■ What this task involves: Copy the lines word for word from the start of the records through the line containing "Query: dirt ground". Include both ends and leave out the pictures.

■ Data to use:
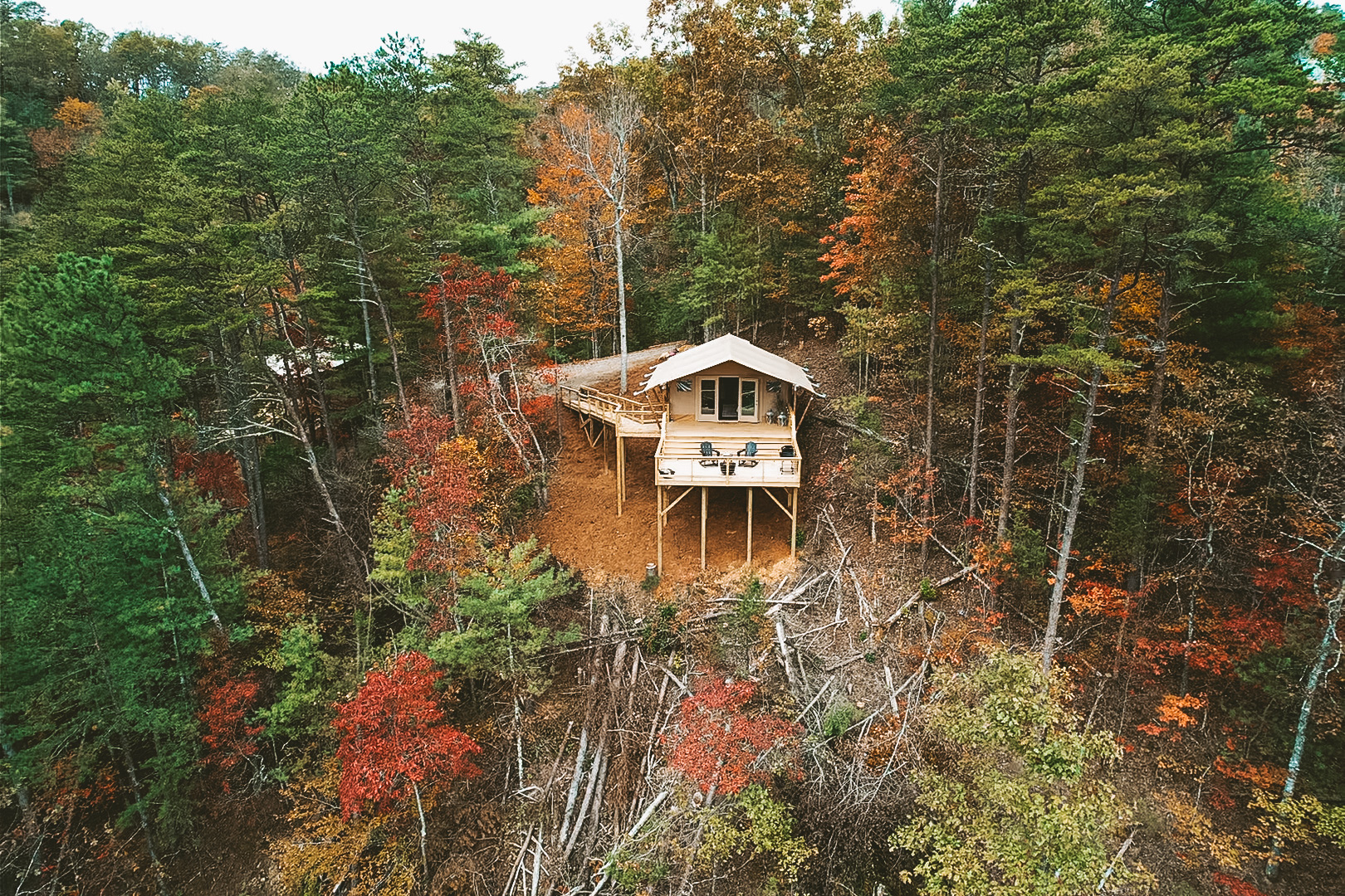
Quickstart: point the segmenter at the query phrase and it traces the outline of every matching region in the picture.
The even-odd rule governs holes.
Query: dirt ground
[[[776,339],[761,344],[799,364],[814,369],[830,368],[835,349],[814,340],[807,344],[781,343]],[[646,373],[667,356],[675,343],[655,345],[629,356],[629,391],[639,388]],[[619,391],[619,359],[566,364],[560,379],[569,386],[594,386]],[[827,371],[830,372],[830,371]],[[815,376],[818,373],[814,373]],[[820,379],[820,377],[819,377]],[[830,377],[827,377],[830,379]],[[829,383],[823,379],[823,388]],[[644,578],[644,566],[658,559],[658,531],[654,486],[654,451],[658,439],[627,441],[627,500],[624,513],[616,516],[616,441],[608,433],[604,451],[601,439],[590,445],[580,429],[580,418],[561,408],[562,450],[550,481],[550,504],[537,523],[535,535],[564,563],[589,574]],[[806,474],[812,467],[804,467]],[[807,478],[807,476],[806,476]],[[802,500],[804,513],[799,531],[810,519],[808,488]],[[671,497],[677,497],[671,490]],[[775,496],[781,502],[779,489]],[[767,580],[783,574],[790,560],[790,517],[756,489],[752,513],[752,566]],[[811,531],[811,529],[810,529]],[[742,570],[746,566],[746,489],[712,488],[706,516],[706,570],[714,574]],[[663,531],[663,580],[689,582],[701,575],[701,494],[689,493],[672,508]]]

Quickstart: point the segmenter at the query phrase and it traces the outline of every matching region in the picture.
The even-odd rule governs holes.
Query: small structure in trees
[[[799,525],[803,457],[798,427],[814,396],[808,372],[733,334],[674,353],[650,371],[636,398],[593,388],[561,390],[561,402],[616,437],[617,516],[625,501],[625,439],[658,438],[658,567],[668,514],[701,489],[701,568],[705,568],[709,490],[738,488],[746,497],[746,557],[752,563],[752,501],[761,489],[790,517],[790,556]],[[644,396],[644,398],[642,398]],[[800,407],[800,402],[803,406]]]

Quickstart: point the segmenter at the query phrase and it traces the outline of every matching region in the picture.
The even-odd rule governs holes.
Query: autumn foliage
[[[359,693],[336,705],[344,818],[369,805],[385,811],[432,776],[451,783],[482,774],[471,760],[480,744],[444,724],[434,693],[443,674],[425,654],[404,653],[371,669]]]
[[[253,762],[257,737],[266,731],[266,725],[247,721],[257,709],[261,684],[256,673],[238,669],[238,658],[225,638],[214,639],[202,665],[204,674],[198,685],[202,709],[196,717],[207,748],[203,764],[218,772],[221,790],[229,793],[230,776],[242,763]]]
[[[771,771],[796,772],[792,748],[803,729],[776,716],[744,712],[751,681],[712,676],[682,701],[668,766],[701,789],[733,795]]]

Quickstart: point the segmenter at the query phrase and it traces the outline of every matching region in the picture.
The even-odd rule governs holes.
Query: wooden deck
[[[561,404],[613,427],[623,438],[658,438],[664,414],[662,404],[603,392],[590,386],[562,386]]]
[[[799,488],[803,463],[792,423],[792,419],[787,426],[667,420],[654,454],[655,482]],[[714,454],[702,453],[705,442]],[[746,453],[749,442],[756,446],[756,454]]]
[[[790,557],[795,553],[799,525],[799,486],[803,458],[799,453],[798,419],[783,422],[714,422],[671,419],[667,407],[603,392],[589,386],[562,386],[561,404],[580,414],[589,445],[603,442],[607,465],[607,429],[616,437],[616,514],[625,505],[625,439],[656,438],[654,484],[658,509],[658,570],[663,572],[663,529],[668,514],[697,486],[701,488],[701,568],[705,568],[709,489],[746,489],[746,560],[752,563],[753,493],[760,488],[790,519]],[[703,443],[709,442],[709,455]],[[748,454],[748,443],[756,453]],[[779,489],[779,497],[772,489]]]

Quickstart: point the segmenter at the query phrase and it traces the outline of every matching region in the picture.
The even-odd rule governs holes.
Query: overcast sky
[[[479,31],[526,63],[522,86],[551,83],[570,48],[586,55],[596,23],[617,21],[643,35],[647,0],[39,0],[50,19],[83,19],[108,35],[140,28],[219,43],[229,50],[269,50],[305,71],[364,55],[391,32],[414,35],[430,54],[452,52],[463,30]],[[890,16],[892,0],[851,0],[868,15]]]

■ Finished task:
Quickstart: point the segmenter at the query phrase and it traces the outline of every matching region in the picture.
The even-odd rule governs holes.
Query: dirt ground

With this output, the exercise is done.